RECORDS TO PROCESS:
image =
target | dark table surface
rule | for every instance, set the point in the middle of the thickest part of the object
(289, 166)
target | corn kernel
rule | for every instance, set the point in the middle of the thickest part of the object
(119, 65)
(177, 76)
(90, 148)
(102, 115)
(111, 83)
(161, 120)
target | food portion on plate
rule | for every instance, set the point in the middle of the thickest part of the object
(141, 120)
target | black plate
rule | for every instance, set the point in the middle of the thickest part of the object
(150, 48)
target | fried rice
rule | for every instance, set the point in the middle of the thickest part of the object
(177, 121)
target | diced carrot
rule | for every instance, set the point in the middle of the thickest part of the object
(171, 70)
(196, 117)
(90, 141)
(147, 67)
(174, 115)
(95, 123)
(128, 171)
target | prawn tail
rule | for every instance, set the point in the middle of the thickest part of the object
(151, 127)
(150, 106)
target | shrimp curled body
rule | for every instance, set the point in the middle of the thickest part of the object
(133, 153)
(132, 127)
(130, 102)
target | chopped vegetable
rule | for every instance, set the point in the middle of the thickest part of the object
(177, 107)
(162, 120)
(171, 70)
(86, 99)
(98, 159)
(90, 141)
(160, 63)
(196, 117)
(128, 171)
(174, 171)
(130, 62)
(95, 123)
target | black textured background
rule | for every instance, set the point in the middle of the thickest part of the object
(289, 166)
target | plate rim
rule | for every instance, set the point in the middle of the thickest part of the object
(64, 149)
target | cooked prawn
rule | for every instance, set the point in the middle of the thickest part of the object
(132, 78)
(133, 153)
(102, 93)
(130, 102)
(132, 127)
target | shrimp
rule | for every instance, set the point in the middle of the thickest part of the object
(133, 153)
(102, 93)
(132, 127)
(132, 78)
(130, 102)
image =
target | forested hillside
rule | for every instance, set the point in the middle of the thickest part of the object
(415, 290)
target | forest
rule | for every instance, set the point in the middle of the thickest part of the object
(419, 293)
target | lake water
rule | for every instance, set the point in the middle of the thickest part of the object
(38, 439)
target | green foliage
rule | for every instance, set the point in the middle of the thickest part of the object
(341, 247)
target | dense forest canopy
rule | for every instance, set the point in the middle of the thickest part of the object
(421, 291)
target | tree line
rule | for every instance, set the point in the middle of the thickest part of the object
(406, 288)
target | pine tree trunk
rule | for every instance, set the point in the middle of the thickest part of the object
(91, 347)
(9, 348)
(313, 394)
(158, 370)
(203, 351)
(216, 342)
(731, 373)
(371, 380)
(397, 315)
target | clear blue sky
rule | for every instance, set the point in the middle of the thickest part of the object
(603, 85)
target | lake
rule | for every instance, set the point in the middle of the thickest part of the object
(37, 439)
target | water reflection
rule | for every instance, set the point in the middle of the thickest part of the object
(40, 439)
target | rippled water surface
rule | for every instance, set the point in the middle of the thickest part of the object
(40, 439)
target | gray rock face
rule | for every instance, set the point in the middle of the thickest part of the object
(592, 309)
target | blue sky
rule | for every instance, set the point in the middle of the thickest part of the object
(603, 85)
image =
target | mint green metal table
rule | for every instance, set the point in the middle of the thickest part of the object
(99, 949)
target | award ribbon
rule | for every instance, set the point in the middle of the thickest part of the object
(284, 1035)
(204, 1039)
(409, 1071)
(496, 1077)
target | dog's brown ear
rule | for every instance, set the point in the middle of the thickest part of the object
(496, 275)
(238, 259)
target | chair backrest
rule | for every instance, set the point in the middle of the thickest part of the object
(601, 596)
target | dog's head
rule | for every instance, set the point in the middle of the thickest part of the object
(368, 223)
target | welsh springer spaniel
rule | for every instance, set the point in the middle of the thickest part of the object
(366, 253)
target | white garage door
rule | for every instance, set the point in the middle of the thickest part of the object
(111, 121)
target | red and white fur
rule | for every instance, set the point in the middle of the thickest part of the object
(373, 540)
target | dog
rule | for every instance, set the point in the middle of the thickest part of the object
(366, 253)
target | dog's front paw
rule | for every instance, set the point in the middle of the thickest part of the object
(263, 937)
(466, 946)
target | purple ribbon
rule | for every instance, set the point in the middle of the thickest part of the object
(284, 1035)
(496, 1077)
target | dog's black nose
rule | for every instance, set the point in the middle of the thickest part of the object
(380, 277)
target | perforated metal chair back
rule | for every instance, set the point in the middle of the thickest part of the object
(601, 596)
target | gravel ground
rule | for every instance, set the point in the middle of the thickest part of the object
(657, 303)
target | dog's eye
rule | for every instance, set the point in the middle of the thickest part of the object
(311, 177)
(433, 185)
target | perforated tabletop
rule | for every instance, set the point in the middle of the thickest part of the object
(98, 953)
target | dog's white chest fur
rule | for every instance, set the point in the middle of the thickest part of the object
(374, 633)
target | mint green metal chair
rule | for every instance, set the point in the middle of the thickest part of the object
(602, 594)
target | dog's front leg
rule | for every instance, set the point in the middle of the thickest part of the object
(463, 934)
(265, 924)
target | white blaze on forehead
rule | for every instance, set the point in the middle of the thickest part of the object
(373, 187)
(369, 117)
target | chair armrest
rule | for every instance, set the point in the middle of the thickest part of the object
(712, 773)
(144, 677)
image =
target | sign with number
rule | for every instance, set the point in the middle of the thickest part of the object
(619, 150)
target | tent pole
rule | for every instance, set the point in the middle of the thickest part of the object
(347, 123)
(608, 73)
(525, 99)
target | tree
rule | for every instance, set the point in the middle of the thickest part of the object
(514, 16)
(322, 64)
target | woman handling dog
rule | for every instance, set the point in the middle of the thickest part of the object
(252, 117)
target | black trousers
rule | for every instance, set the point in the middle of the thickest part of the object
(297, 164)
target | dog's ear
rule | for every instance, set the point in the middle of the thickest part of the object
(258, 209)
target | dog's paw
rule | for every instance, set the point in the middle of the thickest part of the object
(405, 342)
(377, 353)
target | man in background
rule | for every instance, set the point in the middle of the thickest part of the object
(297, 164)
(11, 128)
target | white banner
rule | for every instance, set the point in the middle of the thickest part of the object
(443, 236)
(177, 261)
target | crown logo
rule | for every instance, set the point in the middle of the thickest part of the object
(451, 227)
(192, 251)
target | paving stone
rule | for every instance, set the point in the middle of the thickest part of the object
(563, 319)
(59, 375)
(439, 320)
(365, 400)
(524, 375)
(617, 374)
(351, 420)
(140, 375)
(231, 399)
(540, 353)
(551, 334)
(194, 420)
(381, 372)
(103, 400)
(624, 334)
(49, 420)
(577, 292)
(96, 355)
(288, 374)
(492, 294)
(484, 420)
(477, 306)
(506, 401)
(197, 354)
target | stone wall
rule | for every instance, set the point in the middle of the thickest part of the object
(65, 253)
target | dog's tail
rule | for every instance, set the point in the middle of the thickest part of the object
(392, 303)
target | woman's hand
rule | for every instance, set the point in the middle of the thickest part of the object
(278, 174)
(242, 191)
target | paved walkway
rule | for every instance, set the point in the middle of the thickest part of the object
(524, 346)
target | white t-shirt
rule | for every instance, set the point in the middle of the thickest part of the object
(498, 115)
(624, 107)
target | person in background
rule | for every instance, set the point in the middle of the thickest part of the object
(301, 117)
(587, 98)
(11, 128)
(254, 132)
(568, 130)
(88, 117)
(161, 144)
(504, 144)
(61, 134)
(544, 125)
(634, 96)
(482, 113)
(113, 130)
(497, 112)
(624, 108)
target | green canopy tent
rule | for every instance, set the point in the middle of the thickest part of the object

WRITTEN TASK: Output only the lines from the one holding "target | paving stone" through the last line above, exactly as they appear.

THE ANSWER:
target | paving stone
rule | for every instance, set the point in the middle of the thickest part of the object
(563, 319)
(59, 375)
(439, 320)
(365, 400)
(524, 375)
(617, 374)
(351, 420)
(140, 375)
(231, 399)
(540, 353)
(551, 334)
(194, 420)
(381, 372)
(103, 400)
(624, 334)
(49, 420)
(577, 292)
(96, 355)
(288, 374)
(492, 294)
(484, 420)
(477, 306)
(506, 401)
(197, 354)
target | stone wall
rule | for every instance, set the point in the middle of the thickest part of the object
(65, 253)
target | dog's tail
rule | for every instance, set the point in the middle of the thickest part of the object
(392, 303)
target | woman's hand
rule | for every instance, set the point in the middle of the thickest part of the object
(278, 174)
(242, 191)
target | paved walkway
rule | for every instance, set the point in the middle of the thickest part of the object
(524, 346)
target | white t-shirt
rule | for every instance, set the point in the middle of the thickest part of the object
(498, 115)
(624, 107)
target | person in background
rule | for every instance, set the point in the middle of the thickest part of the object
(301, 117)
(587, 98)
(11, 128)
(254, 132)
(568, 130)
(88, 117)
(161, 144)
(504, 144)
(61, 134)
(544, 125)
(634, 96)
(482, 113)
(113, 130)
(497, 112)
(624, 108)
target | green canopy tent
rule | for every instance, set the point in the middle of the thickest part of the object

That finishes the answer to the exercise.